_Location annotation dataset excerpts_

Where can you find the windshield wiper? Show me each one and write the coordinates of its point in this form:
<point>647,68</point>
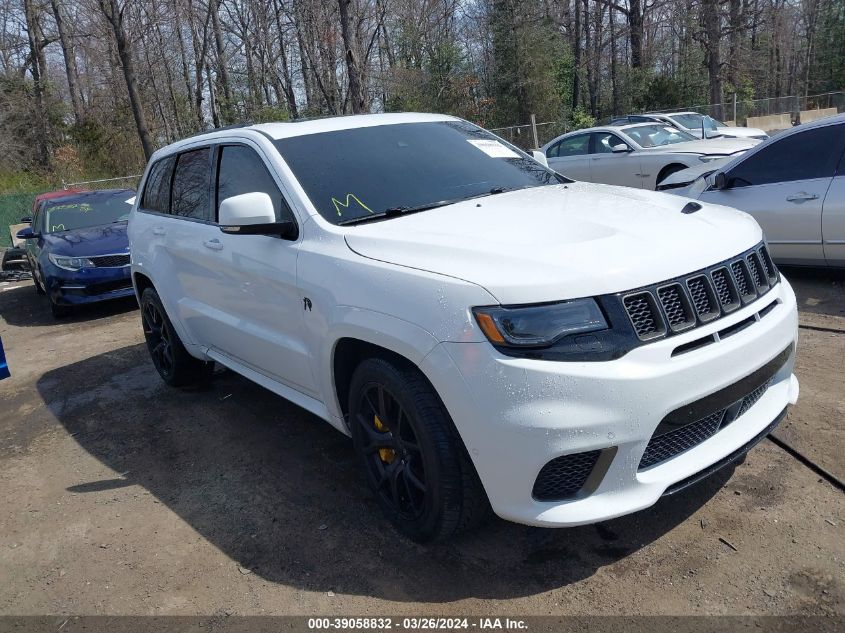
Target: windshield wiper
<point>394,212</point>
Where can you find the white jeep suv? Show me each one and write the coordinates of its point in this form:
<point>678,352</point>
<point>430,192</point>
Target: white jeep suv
<point>491,334</point>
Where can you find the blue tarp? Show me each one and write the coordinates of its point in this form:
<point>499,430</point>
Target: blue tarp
<point>4,368</point>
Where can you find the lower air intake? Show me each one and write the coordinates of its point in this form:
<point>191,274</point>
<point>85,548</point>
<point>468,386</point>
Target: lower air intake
<point>564,476</point>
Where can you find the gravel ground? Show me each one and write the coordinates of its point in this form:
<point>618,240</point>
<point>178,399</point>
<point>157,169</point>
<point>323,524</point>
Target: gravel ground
<point>119,495</point>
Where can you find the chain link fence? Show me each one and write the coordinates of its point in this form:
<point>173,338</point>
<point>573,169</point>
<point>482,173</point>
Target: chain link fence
<point>738,110</point>
<point>14,206</point>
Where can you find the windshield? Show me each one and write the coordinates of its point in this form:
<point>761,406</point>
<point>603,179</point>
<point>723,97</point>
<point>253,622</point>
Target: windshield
<point>656,135</point>
<point>357,173</point>
<point>67,215</point>
<point>693,121</point>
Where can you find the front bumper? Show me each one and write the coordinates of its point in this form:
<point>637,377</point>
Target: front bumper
<point>522,413</point>
<point>90,286</point>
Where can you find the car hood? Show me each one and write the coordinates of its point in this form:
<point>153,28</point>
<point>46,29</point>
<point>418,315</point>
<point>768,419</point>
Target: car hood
<point>560,242</point>
<point>94,240</point>
<point>710,146</point>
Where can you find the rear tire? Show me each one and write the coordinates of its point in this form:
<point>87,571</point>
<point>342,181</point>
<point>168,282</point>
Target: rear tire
<point>668,171</point>
<point>172,361</point>
<point>412,456</point>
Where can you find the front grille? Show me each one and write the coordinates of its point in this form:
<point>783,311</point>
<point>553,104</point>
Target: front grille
<point>679,304</point>
<point>643,314</point>
<point>676,307</point>
<point>564,476</point>
<point>690,425</point>
<point>703,299</point>
<point>110,261</point>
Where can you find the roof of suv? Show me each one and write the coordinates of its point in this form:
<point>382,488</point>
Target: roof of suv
<point>302,127</point>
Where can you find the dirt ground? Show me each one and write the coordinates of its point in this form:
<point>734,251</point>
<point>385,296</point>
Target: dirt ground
<point>119,495</point>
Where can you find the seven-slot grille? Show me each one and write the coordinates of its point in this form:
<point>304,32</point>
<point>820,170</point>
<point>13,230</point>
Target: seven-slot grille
<point>681,304</point>
<point>110,261</point>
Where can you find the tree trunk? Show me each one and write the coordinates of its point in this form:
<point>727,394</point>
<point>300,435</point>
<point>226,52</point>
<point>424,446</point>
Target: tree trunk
<point>576,54</point>
<point>114,15</point>
<point>713,36</point>
<point>70,64</point>
<point>225,104</point>
<point>38,70</point>
<point>635,23</point>
<point>356,91</point>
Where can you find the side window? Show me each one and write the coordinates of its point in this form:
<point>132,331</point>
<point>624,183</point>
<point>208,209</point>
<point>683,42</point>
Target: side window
<point>241,170</point>
<point>157,190</point>
<point>603,142</point>
<point>191,180</point>
<point>799,156</point>
<point>574,145</point>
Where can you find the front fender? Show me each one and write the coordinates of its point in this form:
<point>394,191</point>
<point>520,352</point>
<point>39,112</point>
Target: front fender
<point>392,333</point>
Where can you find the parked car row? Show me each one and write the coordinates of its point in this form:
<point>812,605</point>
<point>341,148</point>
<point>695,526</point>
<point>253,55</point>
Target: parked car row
<point>793,184</point>
<point>637,155</point>
<point>699,125</point>
<point>77,248</point>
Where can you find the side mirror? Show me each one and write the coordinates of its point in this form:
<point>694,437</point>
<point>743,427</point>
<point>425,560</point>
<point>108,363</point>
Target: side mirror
<point>540,157</point>
<point>253,214</point>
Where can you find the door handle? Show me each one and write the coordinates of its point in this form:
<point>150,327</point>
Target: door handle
<point>215,244</point>
<point>801,196</point>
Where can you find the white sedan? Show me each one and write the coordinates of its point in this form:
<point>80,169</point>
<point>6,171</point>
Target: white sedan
<point>793,185</point>
<point>638,155</point>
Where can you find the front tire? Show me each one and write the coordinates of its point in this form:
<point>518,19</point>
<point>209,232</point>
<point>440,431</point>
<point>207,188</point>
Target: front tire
<point>172,361</point>
<point>412,456</point>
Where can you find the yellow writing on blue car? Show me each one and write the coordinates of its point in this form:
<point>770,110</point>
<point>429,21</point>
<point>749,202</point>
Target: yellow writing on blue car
<point>349,198</point>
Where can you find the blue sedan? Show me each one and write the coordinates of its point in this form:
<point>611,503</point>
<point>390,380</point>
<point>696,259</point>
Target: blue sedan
<point>78,250</point>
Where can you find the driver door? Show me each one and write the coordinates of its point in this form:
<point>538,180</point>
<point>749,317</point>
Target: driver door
<point>613,168</point>
<point>570,157</point>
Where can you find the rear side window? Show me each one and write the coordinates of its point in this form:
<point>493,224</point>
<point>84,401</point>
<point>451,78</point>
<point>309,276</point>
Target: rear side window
<point>603,142</point>
<point>801,156</point>
<point>157,190</point>
<point>191,181</point>
<point>574,146</point>
<point>242,171</point>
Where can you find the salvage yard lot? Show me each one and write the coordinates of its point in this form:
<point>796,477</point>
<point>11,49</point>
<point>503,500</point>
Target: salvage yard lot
<point>119,495</point>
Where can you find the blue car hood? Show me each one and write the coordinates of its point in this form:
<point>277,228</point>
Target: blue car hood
<point>94,240</point>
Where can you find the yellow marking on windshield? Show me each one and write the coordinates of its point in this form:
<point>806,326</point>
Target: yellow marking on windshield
<point>349,196</point>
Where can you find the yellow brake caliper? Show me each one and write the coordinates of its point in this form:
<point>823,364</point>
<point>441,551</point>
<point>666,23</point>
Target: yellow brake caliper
<point>387,455</point>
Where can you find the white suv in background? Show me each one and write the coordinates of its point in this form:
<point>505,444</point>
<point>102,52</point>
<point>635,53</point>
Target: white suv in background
<point>489,333</point>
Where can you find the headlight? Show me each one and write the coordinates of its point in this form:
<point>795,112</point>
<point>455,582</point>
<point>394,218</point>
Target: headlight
<point>539,325</point>
<point>71,263</point>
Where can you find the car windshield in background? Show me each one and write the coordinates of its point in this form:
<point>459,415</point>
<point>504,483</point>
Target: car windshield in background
<point>657,134</point>
<point>350,175</point>
<point>67,214</point>
<point>693,121</point>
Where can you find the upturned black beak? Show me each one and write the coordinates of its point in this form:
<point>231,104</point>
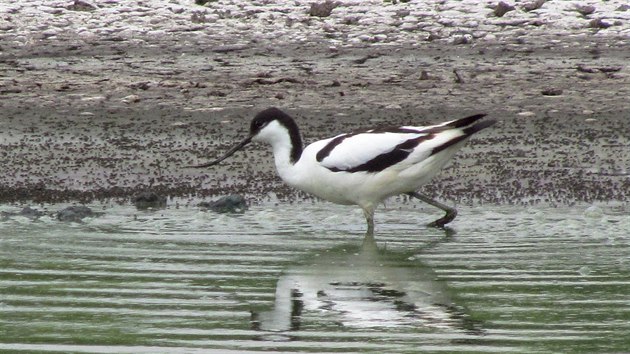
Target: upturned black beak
<point>227,154</point>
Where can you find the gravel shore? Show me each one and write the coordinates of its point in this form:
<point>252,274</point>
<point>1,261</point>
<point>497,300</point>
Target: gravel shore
<point>101,100</point>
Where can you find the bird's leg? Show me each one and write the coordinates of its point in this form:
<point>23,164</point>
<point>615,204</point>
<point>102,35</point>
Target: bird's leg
<point>369,241</point>
<point>451,213</point>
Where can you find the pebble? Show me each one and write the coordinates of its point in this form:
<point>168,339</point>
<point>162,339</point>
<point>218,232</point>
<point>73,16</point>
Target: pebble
<point>233,203</point>
<point>280,21</point>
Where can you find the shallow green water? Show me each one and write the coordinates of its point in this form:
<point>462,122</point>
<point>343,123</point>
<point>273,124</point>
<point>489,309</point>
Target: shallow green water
<point>292,278</point>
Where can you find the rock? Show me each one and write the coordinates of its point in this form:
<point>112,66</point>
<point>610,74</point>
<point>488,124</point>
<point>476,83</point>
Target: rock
<point>131,99</point>
<point>149,200</point>
<point>599,23</point>
<point>534,5</point>
<point>322,9</point>
<point>233,203</point>
<point>75,213</point>
<point>82,5</point>
<point>585,10</point>
<point>551,92</point>
<point>31,213</point>
<point>502,8</point>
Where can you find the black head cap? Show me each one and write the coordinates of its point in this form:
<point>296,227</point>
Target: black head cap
<point>270,114</point>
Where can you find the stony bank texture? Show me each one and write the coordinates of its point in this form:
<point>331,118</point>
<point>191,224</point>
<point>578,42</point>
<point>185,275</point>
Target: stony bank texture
<point>105,99</point>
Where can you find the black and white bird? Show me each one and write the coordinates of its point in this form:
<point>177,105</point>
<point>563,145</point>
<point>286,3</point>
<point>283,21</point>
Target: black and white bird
<point>363,167</point>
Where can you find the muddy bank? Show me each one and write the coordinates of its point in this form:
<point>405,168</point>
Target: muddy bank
<point>111,116</point>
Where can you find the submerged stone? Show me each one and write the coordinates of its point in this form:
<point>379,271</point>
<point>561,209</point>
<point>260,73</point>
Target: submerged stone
<point>75,213</point>
<point>233,203</point>
<point>149,200</point>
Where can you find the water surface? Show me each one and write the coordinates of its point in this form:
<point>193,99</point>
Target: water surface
<point>293,278</point>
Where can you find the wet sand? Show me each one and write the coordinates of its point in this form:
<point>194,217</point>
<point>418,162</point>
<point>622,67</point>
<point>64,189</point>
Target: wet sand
<point>109,117</point>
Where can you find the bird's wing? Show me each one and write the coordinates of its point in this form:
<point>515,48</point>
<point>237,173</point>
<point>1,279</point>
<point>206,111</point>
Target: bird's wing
<point>377,149</point>
<point>370,151</point>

_Given problem_
Rewrite the lines above starting at the line containing "Where can you find the front bumper?" and ending at the line containing "<point>710,146</point>", substituting "vehicle hood" for "car hood" and leaving everything else unchanged. Return only those lines.

_In response_
Where can you find the front bumper? Show me each one and write the coordinates of its point in this form:
<point>637,377</point>
Target: front bumper
<point>522,413</point>
<point>90,286</point>
Where can you find the vehicle hood? Show me each one and write the coordinates of its point in this form:
<point>153,28</point>
<point>46,29</point>
<point>418,315</point>
<point>768,419</point>
Target: vehicle hood
<point>560,242</point>
<point>94,240</point>
<point>710,146</point>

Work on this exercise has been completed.